- Passage given
List:Falcon Storage Engine« Previous MessageNext Message »
From:Olav Sandstaa Date:December 10 2008 2:29pm
Subject:Re: Crash with new dependency manager
View as plain text  
Hi,

It seems like this might not be a regression introduced by changes done 
with the new dependency manager. By running the test 4059 times with the 
code from the falcon-team tree that contains the old dependency manger I 
was able to reproduce the crash. I have filed this problem as Bug #41357 
"falcon.falcon_bug_34351_C fails with assertion IS_CONSISTENT_READ"

Olav


Olav Sandstaa wrote:
> Kevin, All,
>
> In the previous email I sent about the new dependency manager I
> mentioned that I had seen a crash with the new dependency manager. The
> crash has occurred only once in the tests that I have run, on a Windows
> machine but by running the failing test (falcon.falcon_bug_34351_C) I
> have been able to reproduce it once. I sending this email to hear if
> anyone has seen a similar crash or have ideas of what has gone wrong. I
> have not spent to much time on it yet so I might understand it better
> when I have worked more on it.

- Provided material
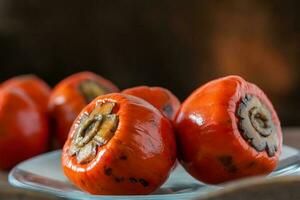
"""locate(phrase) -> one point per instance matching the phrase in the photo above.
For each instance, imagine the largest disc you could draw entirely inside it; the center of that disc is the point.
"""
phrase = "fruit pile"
(127, 142)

- Required work
1. In the mailing-list message, how many times was the test run with the old dependency manager code to reproduce the crash?
2. Extract the entry that follows the mailing-list message, reproducing each of its lines exactly, and leave out the picture.

- Task-by-task solutions
1. 4059 times.

2.
"""locate(phrase) -> one point per instance matching the phrase in the photo above.
For each instance, imagine the largest disc you could draw entirely inside it; the center of that disc is the point.
"""
phrase = "fruit pile"
(127, 142)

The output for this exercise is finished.